Instructions to follow: Copy only what runs from the line containing "Provide the segmentation of every instance of the dancer's" to the last line, both included, keeping it exact and omitting pictures.

Dataset:
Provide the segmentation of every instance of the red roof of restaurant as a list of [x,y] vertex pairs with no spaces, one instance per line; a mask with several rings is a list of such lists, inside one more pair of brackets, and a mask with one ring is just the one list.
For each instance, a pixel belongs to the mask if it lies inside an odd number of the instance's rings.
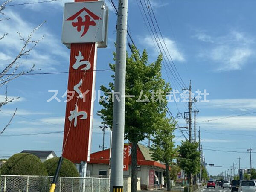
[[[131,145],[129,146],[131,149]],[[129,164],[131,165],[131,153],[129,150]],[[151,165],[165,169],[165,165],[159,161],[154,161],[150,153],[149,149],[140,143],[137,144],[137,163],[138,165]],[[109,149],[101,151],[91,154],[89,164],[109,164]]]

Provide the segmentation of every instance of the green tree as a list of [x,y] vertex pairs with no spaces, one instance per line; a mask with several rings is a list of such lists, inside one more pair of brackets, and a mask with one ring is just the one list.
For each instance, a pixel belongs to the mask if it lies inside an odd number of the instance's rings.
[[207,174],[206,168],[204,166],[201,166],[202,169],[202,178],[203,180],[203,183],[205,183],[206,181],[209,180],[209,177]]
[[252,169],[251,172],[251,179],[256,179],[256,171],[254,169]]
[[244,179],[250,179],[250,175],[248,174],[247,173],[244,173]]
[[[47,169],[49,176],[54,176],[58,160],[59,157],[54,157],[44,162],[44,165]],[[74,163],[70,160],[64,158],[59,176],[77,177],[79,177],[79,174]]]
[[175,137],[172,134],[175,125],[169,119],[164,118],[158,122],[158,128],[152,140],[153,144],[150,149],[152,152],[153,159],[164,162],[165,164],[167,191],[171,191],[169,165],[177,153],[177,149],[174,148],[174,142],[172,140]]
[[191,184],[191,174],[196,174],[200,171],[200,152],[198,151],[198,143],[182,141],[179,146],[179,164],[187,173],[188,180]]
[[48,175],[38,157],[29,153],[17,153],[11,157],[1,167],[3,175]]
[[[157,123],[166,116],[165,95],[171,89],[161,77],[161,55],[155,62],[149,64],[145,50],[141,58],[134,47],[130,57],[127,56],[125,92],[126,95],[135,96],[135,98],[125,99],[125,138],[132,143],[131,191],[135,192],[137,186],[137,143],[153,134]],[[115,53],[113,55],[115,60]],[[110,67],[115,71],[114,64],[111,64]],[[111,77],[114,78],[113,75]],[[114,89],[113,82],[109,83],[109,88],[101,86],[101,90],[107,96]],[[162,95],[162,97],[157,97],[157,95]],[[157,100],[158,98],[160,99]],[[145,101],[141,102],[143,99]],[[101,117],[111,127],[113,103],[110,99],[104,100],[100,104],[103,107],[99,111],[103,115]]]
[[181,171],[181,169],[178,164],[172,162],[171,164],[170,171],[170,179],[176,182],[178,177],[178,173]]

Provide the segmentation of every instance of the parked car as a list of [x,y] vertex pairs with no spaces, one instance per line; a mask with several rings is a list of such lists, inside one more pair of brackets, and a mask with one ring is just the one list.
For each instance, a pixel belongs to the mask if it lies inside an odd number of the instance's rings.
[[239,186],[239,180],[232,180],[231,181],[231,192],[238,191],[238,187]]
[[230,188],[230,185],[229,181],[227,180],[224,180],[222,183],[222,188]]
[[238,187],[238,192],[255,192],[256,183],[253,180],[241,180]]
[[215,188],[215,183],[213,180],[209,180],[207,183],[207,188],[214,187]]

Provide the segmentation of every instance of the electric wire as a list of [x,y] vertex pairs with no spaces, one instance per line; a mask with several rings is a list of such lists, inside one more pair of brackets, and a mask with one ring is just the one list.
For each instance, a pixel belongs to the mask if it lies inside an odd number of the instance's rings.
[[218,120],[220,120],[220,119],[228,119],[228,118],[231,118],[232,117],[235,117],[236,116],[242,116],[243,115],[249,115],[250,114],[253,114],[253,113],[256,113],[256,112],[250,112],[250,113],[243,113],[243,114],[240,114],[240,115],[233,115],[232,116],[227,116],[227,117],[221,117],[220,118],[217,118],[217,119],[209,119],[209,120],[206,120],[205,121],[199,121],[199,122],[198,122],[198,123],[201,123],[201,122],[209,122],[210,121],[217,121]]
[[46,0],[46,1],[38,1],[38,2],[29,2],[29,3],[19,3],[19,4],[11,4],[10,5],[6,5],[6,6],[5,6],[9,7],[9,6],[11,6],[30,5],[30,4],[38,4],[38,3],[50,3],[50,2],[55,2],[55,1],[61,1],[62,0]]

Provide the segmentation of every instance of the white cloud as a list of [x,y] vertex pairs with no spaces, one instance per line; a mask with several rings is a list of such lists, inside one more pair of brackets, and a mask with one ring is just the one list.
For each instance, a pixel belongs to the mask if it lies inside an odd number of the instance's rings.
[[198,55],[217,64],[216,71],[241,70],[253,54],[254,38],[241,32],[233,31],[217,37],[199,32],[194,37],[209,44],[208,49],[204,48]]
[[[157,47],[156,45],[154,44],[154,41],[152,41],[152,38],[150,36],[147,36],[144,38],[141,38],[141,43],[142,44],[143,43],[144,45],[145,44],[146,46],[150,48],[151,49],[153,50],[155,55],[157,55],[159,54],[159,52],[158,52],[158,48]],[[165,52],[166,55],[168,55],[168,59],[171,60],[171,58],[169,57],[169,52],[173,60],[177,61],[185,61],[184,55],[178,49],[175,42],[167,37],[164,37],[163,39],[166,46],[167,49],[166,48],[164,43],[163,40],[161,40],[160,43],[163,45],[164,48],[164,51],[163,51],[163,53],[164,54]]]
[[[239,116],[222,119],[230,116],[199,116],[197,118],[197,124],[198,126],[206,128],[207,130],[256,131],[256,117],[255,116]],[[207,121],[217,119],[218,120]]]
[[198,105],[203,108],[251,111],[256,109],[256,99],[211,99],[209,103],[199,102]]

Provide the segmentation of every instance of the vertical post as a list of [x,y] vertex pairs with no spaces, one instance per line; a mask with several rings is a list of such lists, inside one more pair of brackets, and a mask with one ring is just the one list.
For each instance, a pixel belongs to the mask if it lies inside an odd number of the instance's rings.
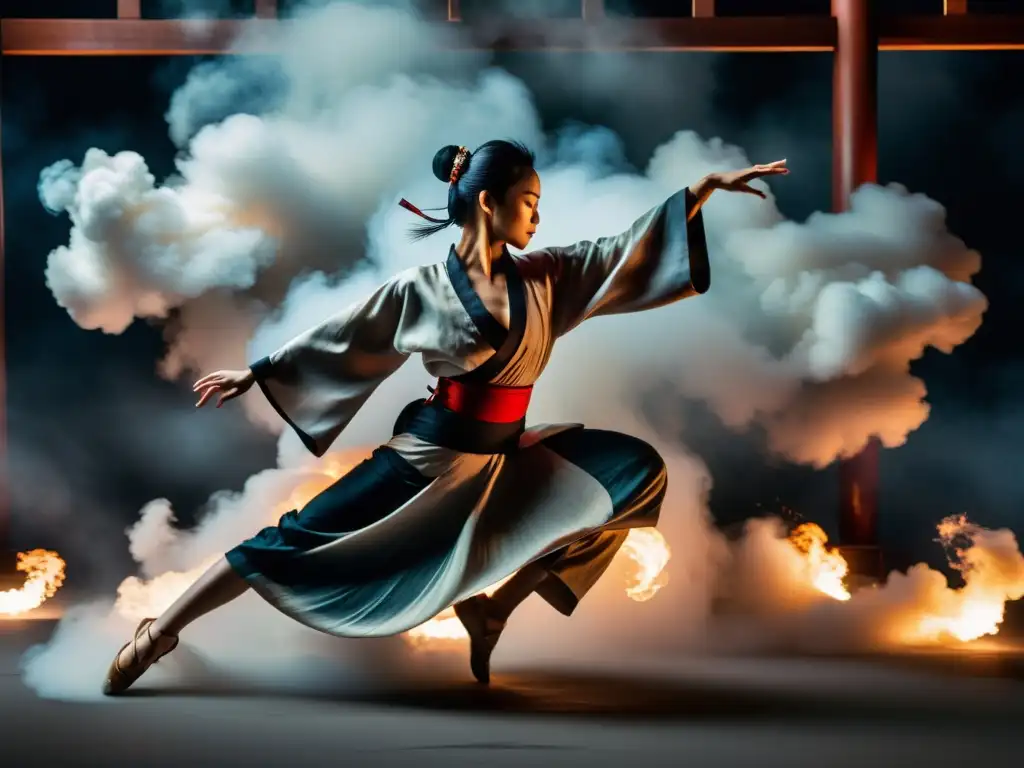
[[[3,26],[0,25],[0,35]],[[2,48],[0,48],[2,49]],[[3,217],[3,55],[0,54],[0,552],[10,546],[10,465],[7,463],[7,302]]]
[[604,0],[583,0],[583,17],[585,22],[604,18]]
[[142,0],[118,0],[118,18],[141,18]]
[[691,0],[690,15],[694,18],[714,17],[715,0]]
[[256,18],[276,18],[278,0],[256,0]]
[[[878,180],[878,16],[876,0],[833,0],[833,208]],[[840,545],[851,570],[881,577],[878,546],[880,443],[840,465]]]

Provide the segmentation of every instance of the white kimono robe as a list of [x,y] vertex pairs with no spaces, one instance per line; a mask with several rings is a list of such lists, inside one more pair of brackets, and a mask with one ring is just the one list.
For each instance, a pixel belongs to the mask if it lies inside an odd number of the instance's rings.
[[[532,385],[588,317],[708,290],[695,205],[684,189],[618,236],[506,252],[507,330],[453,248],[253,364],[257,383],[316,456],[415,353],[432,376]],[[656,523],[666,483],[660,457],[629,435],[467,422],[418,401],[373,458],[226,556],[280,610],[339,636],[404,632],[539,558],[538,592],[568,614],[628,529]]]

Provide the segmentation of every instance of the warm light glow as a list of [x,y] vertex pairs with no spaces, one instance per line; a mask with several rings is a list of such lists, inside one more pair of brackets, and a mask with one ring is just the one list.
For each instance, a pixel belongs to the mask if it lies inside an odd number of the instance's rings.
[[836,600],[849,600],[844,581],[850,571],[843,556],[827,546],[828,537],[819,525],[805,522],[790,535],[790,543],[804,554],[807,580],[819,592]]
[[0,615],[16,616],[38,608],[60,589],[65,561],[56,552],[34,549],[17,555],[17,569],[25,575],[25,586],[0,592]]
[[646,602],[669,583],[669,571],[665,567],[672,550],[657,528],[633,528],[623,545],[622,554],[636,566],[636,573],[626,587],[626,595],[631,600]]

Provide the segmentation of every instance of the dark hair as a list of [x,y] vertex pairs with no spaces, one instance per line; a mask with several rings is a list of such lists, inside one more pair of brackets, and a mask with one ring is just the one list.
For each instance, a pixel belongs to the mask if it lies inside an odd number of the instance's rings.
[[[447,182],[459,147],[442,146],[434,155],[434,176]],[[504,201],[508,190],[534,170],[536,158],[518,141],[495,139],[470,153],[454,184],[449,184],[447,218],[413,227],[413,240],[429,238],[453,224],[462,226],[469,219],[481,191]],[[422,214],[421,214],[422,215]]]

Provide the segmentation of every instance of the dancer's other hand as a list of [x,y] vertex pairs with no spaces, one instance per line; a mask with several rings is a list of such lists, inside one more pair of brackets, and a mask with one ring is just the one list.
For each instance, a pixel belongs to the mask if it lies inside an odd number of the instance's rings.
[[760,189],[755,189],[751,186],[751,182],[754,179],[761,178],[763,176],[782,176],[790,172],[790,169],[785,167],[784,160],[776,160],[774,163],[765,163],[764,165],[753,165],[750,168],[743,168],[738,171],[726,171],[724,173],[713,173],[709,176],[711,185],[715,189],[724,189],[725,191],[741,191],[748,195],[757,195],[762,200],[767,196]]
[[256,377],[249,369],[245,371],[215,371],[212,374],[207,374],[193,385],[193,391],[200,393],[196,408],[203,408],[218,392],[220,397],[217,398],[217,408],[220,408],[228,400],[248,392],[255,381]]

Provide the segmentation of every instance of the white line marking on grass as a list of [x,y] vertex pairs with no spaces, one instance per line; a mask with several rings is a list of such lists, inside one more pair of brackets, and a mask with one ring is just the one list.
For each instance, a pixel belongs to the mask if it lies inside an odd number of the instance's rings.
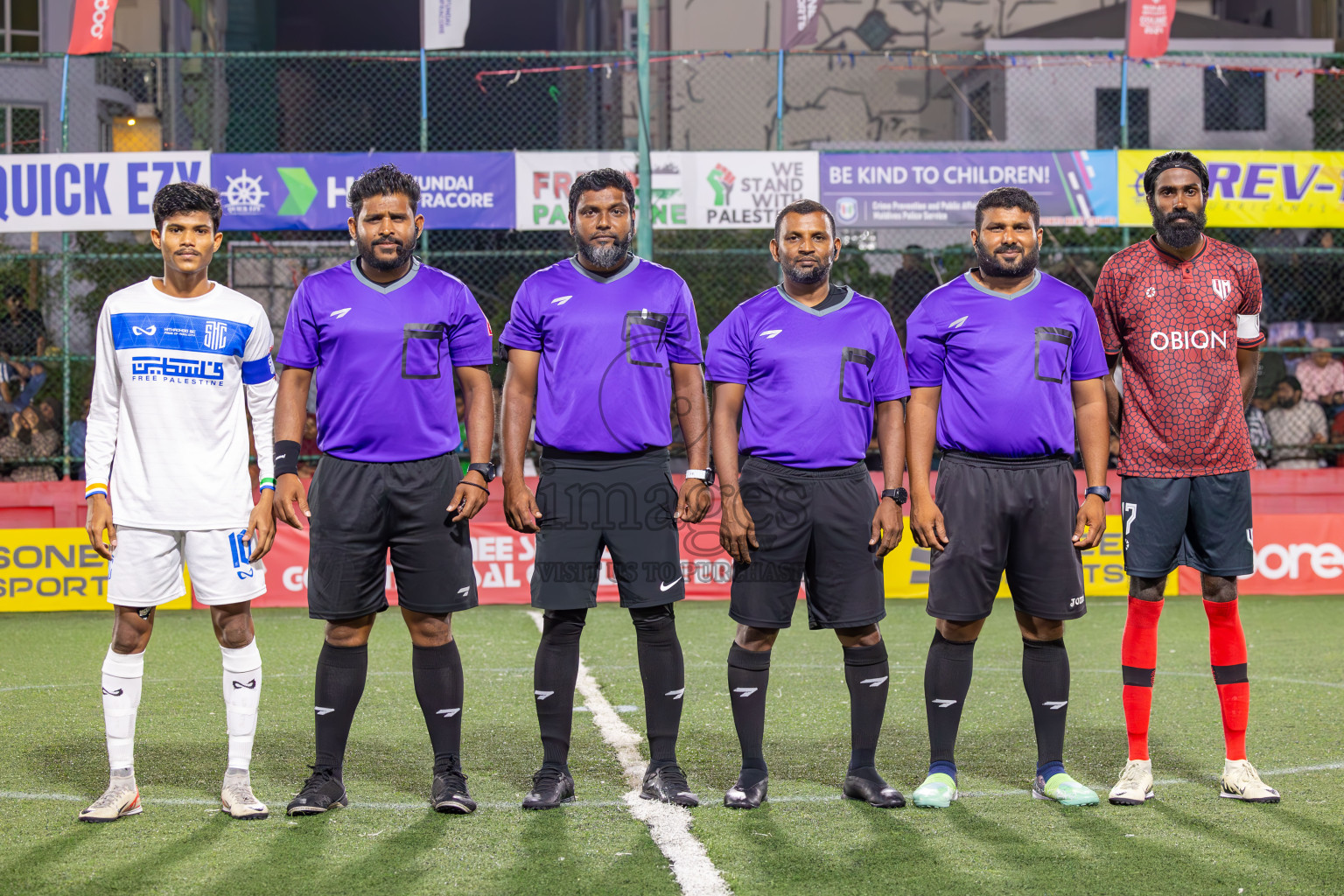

Complete answer:
Provide the segmentation of every instance of the dancer's other hand as a list of [x,y] vertex pairs with no spaces, one instance per line; a mask with several rings is a list of such lists, inside one more pair of brackets, and a mask with one ring is just the one list.
For each instance, a pixel belongs to the mask if it lies inside an odd number of the instance's rings.
[[760,189],[755,189],[751,186],[751,182],[754,179],[761,178],[763,176],[782,176],[790,172],[790,169],[785,167],[784,160],[776,160],[774,163],[765,163],[764,165],[753,165],[750,168],[743,168],[738,171],[726,171],[724,173],[713,173],[709,176],[711,185],[715,189],[724,189],[725,191],[741,191],[748,195],[757,195],[762,200],[767,196]]
[[256,377],[249,369],[245,371],[215,371],[212,374],[207,374],[193,385],[193,391],[200,393],[196,408],[203,408],[218,392],[220,397],[217,398],[217,408],[220,408],[228,400],[248,392],[255,381]]

Provide the segmentation of every instance of the white line marking on grass as a list of [x,y] vertex pairs with no spaces, one instance per line; a mask with several rings is a list of such lists, inside one more pair of brackets, and a mask with one ring is just the one list.
For each instance, a pixel belongs to the mask if it lies inside an odd number of the instance's rings.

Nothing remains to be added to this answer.